Als letztes kamen die Bücher dran: Trendblog-Redaktionsleiter Jürgen Vielmeier hat sich in den 2010er-Jahren von allen physischen Unterhaltungsmedien getrennt. Das bedeutet nicht, dass er keine Musik mehr hört oder nicht mehr liest. Im Gegenteil.

Vergangenen Dezember stolperte ich in meiner Lieblingsbuchhandlung Kinokuniya in Singapur über einen Minimalismus-Ratgeber. Seitdem ist bei mir zuhause nichts mehr, wie es einmal war. Aktuell bin ich dabei, die letzten Bücher, die ich noch besitze, auszusortieren. Eher zufällig trifft es mit dem Ende der 2010er-Jahre zusammen, dass ich mich von fast allen physischen Unterhaltungsmedien getrennt haben werde, zu denen ich Bücher jetzt einfach einmal dazu zähle.

Gestellte Aufgabe 1: Gib aus der Auflistung alles wortgetreu wieder, beginnend mit der Zeile, die „Reviewer note: confirm each instance of the lamp“ enthält, bis einschließlich des Endes der Auflistung.
Der Textauszug und die Auflistung haben inhaltlich nichts miteinander zu tun.

Zu bearbeitende Auflistung:
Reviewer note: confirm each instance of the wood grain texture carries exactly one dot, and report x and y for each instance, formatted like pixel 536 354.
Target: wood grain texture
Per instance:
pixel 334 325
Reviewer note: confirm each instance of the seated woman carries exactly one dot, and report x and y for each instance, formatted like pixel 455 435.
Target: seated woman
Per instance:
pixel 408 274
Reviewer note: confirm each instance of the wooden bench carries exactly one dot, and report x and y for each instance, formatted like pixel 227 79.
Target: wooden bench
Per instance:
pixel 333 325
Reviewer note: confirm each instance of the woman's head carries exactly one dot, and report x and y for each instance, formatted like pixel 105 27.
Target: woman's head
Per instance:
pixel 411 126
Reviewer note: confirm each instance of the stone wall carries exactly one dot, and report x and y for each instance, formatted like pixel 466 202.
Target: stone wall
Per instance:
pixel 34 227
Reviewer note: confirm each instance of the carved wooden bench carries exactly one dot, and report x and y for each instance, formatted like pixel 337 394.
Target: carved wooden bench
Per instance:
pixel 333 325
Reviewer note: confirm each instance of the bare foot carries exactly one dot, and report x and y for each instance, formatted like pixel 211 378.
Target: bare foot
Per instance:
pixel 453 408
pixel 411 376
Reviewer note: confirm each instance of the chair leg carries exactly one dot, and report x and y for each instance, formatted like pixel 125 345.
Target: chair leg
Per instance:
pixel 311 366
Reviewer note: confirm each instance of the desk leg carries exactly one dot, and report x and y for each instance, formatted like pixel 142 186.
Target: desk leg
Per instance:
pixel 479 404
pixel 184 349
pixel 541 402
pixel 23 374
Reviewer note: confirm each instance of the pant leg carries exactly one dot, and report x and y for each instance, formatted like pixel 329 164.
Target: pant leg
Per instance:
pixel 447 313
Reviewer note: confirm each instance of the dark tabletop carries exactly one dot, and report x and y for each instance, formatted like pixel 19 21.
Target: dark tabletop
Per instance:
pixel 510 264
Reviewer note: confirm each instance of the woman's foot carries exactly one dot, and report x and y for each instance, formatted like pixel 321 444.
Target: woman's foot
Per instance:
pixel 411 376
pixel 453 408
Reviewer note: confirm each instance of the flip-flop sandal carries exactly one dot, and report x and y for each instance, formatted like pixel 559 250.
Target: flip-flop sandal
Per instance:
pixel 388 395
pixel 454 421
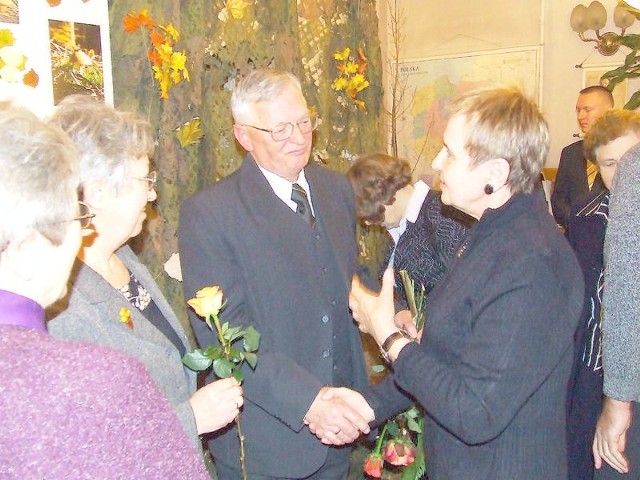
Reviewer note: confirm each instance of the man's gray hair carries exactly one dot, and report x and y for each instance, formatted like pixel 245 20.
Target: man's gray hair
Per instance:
pixel 260 85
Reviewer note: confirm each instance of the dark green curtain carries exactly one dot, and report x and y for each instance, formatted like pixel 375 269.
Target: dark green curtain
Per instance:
pixel 301 37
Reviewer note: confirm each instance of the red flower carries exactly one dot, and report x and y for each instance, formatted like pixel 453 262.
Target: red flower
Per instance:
pixel 373 466
pixel 399 453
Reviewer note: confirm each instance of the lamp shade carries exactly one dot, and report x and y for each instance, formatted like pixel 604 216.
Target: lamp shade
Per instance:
pixel 578 19
pixel 596 16
pixel 622 17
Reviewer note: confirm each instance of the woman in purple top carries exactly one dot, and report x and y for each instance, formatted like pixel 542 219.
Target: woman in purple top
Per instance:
pixel 69 410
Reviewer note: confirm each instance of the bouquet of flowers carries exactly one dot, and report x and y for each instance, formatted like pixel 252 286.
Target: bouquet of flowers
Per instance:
pixel 226 359
pixel 401 440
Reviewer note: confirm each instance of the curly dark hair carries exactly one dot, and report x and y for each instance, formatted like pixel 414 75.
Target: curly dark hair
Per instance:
pixel 376 178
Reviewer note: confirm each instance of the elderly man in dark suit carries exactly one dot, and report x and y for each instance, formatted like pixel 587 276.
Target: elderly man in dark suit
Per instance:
pixel 278 236
pixel 577 176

Gestellte Aufgabe 2: In welcher Buchhandlung wurde laut dem Textauszug der Minimalismus-Ratgeber entdeckt?

Erwartete Ausgabe 1:
Reviewer note: confirm each instance of the lamp shade carries exactly one dot, and report x and y for each instance, formatted like pixel 604 216.
Target: lamp shade
Per instance:
pixel 578 19
pixel 596 16
pixel 622 17
Reviewer note: confirm each instance of the woman in purple top carries exactly one dot, and report x and y for each instance, formatted like pixel 542 219.
Target: woman in purple top
Per instance:
pixel 69 410
Reviewer note: confirm each instance of the bouquet of flowers carries exactly one dot, and report x and y for each instance, formatted like pixel 252 286.
Target: bouquet of flowers
Per instance:
pixel 226 359
pixel 401 440
Reviewer note: confirm each instance of the curly dark hair carries exactly one dot, and report x and y for each instance, formatted like pixel 414 75.
Target: curly dark hair
Per instance:
pixel 376 178
Reviewer note: confirm each instance of the elderly man in dark suit carries exactly one dot, and report x and y for each instance, formatted like pixel 587 276.
Target: elderly man in dark suit
Per instance:
pixel 278 236
pixel 577 176

Erwartete Ausgabe 2: In der Buchhandlung Kinokuniya in Singapur.